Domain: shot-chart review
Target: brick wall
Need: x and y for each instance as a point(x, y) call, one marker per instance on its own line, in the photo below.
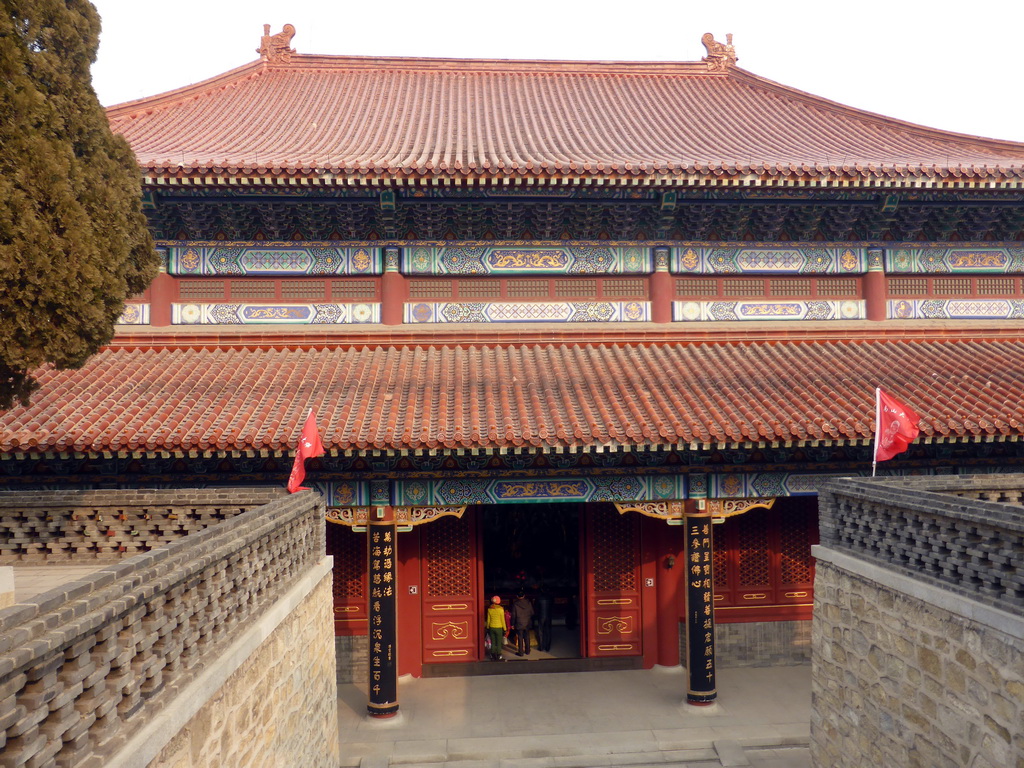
point(353, 658)
point(278, 709)
point(899, 681)
point(762, 643)
point(108, 525)
point(84, 669)
point(919, 624)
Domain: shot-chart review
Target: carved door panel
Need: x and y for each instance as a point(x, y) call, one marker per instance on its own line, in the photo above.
point(612, 582)
point(452, 622)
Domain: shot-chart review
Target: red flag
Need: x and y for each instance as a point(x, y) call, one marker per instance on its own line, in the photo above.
point(895, 426)
point(309, 445)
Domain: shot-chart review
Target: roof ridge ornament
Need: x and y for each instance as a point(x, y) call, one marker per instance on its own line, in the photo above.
point(273, 48)
point(720, 55)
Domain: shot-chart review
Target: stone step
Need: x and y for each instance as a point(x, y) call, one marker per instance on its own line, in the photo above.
point(541, 753)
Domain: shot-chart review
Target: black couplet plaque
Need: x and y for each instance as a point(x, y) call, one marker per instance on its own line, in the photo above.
point(383, 631)
point(699, 612)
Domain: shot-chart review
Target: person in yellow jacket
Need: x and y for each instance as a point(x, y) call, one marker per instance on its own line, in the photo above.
point(497, 628)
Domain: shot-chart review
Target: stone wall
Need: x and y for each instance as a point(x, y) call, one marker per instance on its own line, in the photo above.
point(278, 709)
point(353, 658)
point(899, 681)
point(75, 526)
point(919, 628)
point(760, 643)
point(85, 668)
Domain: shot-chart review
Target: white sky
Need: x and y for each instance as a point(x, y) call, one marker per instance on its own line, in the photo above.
point(955, 65)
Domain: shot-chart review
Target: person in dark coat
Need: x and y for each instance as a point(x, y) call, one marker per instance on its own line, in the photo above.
point(544, 606)
point(522, 617)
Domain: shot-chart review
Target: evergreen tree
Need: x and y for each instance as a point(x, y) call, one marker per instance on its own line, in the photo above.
point(74, 243)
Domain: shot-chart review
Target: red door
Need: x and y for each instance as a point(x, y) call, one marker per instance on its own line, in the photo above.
point(452, 622)
point(611, 579)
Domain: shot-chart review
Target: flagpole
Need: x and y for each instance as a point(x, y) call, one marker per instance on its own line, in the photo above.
point(878, 421)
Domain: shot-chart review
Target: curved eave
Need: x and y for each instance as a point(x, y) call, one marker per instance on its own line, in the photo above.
point(527, 446)
point(965, 177)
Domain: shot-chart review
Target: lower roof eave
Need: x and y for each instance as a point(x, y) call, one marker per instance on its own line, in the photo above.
point(44, 453)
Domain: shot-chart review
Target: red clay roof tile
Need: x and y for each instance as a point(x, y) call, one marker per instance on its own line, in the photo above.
point(338, 118)
point(528, 394)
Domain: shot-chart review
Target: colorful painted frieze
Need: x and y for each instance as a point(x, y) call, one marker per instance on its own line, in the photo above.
point(539, 311)
point(246, 314)
point(527, 260)
point(953, 260)
point(534, 491)
point(271, 259)
point(134, 314)
point(768, 260)
point(767, 309)
point(343, 493)
point(955, 308)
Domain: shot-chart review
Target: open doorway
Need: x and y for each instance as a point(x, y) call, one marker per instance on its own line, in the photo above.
point(535, 549)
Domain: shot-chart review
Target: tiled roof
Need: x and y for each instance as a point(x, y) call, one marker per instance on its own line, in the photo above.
point(411, 397)
point(333, 120)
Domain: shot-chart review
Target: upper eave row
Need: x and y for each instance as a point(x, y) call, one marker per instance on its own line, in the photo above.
point(345, 120)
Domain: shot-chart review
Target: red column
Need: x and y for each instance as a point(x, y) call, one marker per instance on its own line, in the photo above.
point(163, 291)
point(875, 286)
point(662, 289)
point(410, 605)
point(672, 563)
point(392, 290)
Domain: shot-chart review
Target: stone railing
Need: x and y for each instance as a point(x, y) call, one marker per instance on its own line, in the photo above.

----

Reproduce all of the data above word for word, but leave out the picture.

■ Response to this exercise
Domain: shot-chart review
Target: brick wall
Need: x and y for each instance as a point(x, y) call, one marker per instance on its own line, in the photo below.
point(353, 658)
point(278, 709)
point(899, 681)
point(762, 643)
point(108, 525)
point(84, 669)
point(919, 624)
Domain: shot-chart review
Target: carved door panel
Need: x and y for each instance as a point(x, y) call, one marker per instance on its own line, in the photo above.
point(612, 582)
point(452, 622)
Domain: shot-chart review
Target: red flag
Need: x and y for each instance as a point(x, y) call, one marker per instance on its own line, in the photo above.
point(895, 426)
point(309, 445)
Domain: shot-chart review
Target: roof ridge ornament
Need: x and y for each instance as a point(x, y) call, one marker per instance on its own line, in the photo above.
point(273, 48)
point(720, 55)
Domain: shot-chart review
Target: stone step
Need: x and y for each instance as a point(x, y) call, one marker per instance on its own line, in the photo above.
point(541, 753)
Domain: shot-chart review
Target: black couplet plaque
Need: x and y for each instance as a point(x, y) call, one marker per instance on its own line, in the photo above.
point(383, 631)
point(699, 612)
Domain: shot-chart review
Target: person in yellow jacket
Need: x and y for each instance as a point(x, y) call, one marker per instance on its own line, in the photo above.
point(497, 628)
Domain: shot-chart review
Target: stone wall
Need: x and y for each instance as a point(x, y) call, one marker per instance on its own line, in the photo above.
point(278, 709)
point(353, 658)
point(899, 681)
point(75, 526)
point(919, 628)
point(760, 643)
point(85, 668)
Domain: shot-chart review
Target: white sky
Need: x and y for each instance as a point(x, y) call, one marker per instance on its own line, in the photo above.
point(955, 65)
Domain: shot-chart review
Target: person in dark coat
Need: x and y for each instance as a point(x, y) call, one marker per instance on its own line, in the photo above.
point(544, 606)
point(522, 617)
Domain: shot-chart review
Target: evergreen tree
Need: x and y for each instance as a point(x, y) call, one marker per instance on its own line, in the photo above.
point(74, 243)
Domain: shot-chart review
Target: red door
Need: x and y for each instance as a point(x, y) call, one marker per instance on its own line, in the photo above.
point(452, 622)
point(611, 579)
Domain: shot-chart review
Target: flagpole
Need: x and y for each instance as a point(x, y) call, one marker per instance on its own line, in the photo above.
point(878, 421)
Domain: shot-chart review
Target: curved eave
Need: x and y for each instance as a point(x, y) call, one marker per instance on its own line, in the photo above.
point(527, 446)
point(965, 177)
Domain: shot-chart review
Target: lower roof eave
Need: x and y for each instance as a point(x, y) call, one marker per instance on its own line, in the photo above.
point(44, 453)
Domain: shot-chart review
Target: red clay roof tile
Need: x and y for each instance as a point(x, y) call, one marker per instance on its own line, in the photo above.
point(338, 118)
point(528, 394)
Domain: shot-chart review
Target: colorful painted frieze
Need: x and y for each instance as a point(x, y) call, one marker per instance on its own line, in the photo above.
point(539, 311)
point(246, 314)
point(527, 260)
point(953, 260)
point(534, 491)
point(271, 259)
point(134, 314)
point(768, 260)
point(767, 309)
point(343, 493)
point(955, 308)
Domain: shot-chart review
Target: open doorway
Need: x and y for each instance as a point(x, y) call, one marker per instance on its own line, in the photo above.
point(535, 549)
Domain: shot-chart review
Target: tiled roof
Need: x and y for each instance as a point(x, y) call, one marker per instance on its own line, in the photo above.
point(411, 397)
point(333, 120)
Domain: shot-chart review
Target: upper eave row
Need: x and y for each instance as a point(x, y) call, one marker per instance on its own line, in the photo above.
point(345, 120)
Domain: shot-chart review
Target: red column
Need: x and y for each instance as a point(x, y) call, one marker per instance on its own line, in the photo above.
point(163, 291)
point(875, 286)
point(662, 289)
point(410, 605)
point(672, 563)
point(392, 290)
Domain: shot-chart review
Target: stone railing
Need: x and y for each instance as a point(x, y) call, one marker per instance on its own line, in the photo above.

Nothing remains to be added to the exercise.